Present the following entries again, word for word and in full.

Provided data:
☆ ☆ ☆

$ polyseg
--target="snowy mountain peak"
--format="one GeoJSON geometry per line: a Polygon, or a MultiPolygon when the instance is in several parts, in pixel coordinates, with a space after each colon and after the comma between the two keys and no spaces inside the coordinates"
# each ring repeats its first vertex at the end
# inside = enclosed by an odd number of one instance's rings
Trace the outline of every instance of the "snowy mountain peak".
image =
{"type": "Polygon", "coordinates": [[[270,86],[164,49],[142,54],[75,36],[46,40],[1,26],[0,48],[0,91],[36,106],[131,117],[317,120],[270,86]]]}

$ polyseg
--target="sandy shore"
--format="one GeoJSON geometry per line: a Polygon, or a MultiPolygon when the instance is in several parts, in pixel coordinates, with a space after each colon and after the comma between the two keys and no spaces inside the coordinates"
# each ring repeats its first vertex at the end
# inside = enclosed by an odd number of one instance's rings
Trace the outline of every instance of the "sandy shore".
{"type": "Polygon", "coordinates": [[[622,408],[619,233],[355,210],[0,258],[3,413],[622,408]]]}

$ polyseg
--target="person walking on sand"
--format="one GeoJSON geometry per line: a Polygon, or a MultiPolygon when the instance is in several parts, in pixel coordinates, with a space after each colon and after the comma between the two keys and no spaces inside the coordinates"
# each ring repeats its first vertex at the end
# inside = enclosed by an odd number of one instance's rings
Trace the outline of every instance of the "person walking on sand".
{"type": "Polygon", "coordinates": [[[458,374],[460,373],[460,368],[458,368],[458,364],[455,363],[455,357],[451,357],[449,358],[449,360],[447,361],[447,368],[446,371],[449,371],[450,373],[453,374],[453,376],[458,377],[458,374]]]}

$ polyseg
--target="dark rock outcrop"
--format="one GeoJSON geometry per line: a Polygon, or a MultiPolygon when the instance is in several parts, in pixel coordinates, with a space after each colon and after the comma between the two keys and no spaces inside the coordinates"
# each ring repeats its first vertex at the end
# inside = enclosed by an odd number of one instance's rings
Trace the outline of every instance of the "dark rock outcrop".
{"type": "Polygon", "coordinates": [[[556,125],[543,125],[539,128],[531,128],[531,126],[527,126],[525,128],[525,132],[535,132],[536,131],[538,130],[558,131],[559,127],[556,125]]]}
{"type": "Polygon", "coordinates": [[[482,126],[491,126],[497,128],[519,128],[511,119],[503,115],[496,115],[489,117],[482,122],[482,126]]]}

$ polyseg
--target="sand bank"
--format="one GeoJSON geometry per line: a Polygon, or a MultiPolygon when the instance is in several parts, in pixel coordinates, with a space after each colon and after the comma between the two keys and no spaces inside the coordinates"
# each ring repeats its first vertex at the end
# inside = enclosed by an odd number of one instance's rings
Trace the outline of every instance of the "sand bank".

☆ ☆ ☆

Answer to this task:
$ polyseg
--target="snowy mountain peak"
--format="one GeoJSON geometry per line: a Polygon, or a MultiPolygon when the instance is in several parts, in pixel coordinates, with a space after each colon and after the comma between the two keys and no spaces inside the coordinates"
# each ring repeats its first vertex at the end
# inside = enclosed by an odd number of one instance's rings
Trace the outline of every instance of the "snowy mountain peak".
image =
{"type": "Polygon", "coordinates": [[[270,86],[164,49],[142,54],[75,36],[46,40],[1,26],[0,48],[0,91],[36,106],[131,117],[317,120],[270,86]]]}

$ polyseg
--target="sandy shore"
--format="one GeoJSON geometry per line: a Polygon, or a MultiPolygon when the instance is in several parts, in pixel coordinates, with a space after each colon and after the comma between the two keys and no spaces inside the coordinates"
# each ring repeats its first vertex at the end
# inside = enclosed by an odd number of one instance's rings
Trace the outline of every instance of the "sandy shore".
{"type": "Polygon", "coordinates": [[[622,408],[619,233],[355,210],[0,258],[3,413],[622,408]]]}

$ polyseg
--target="person walking on sand"
--format="one GeoJSON geometry per line: a Polygon, or a MultiPolygon when the instance is in several parts, in pixel coordinates, with a space after each colon and after the comma between the two keys and no spaces inside the coordinates"
# each ring repeats its first vertex at the end
# inside = enclosed by an odd number of one instance's rings
Trace the outline of every instance of the "person walking on sand".
{"type": "Polygon", "coordinates": [[[458,374],[460,373],[460,368],[458,368],[458,364],[455,363],[455,357],[451,357],[449,358],[449,360],[447,361],[447,368],[446,371],[449,371],[450,373],[453,374],[453,376],[458,377],[458,374]]]}

$ polyseg
--target="dark rock outcrop"
--format="one GeoJSON geometry per line: a Polygon, or a MultiPolygon when the instance is in several parts, in pixel coordinates, with a space after each colon and after the comma between the two keys and no spaces inside the coordinates"
# each ring repeats its first vertex at the end
# inside = enclosed by an odd number of one instance's rings
Trace the outline of every instance of the "dark rock outcrop".
{"type": "Polygon", "coordinates": [[[556,125],[543,125],[539,128],[531,128],[531,126],[527,126],[525,128],[525,132],[535,132],[536,131],[538,130],[558,131],[559,127],[556,125]]]}
{"type": "Polygon", "coordinates": [[[482,126],[491,126],[497,128],[519,128],[511,119],[503,115],[496,115],[489,117],[482,122],[482,126]]]}

$ polyseg
--target="sand bank"
--format="one GeoJSON geometry per line: a Polygon, or a MultiPolygon when the instance is in several parts, in pixel coordinates, with a space after each colon and after the comma between the two keys and no spaces inside the coordinates"
# each ring repeats its first vertex at the end
# inside = enclosed by an odd number of one instance's rings
Trace the outline of every instance of the "sand bank".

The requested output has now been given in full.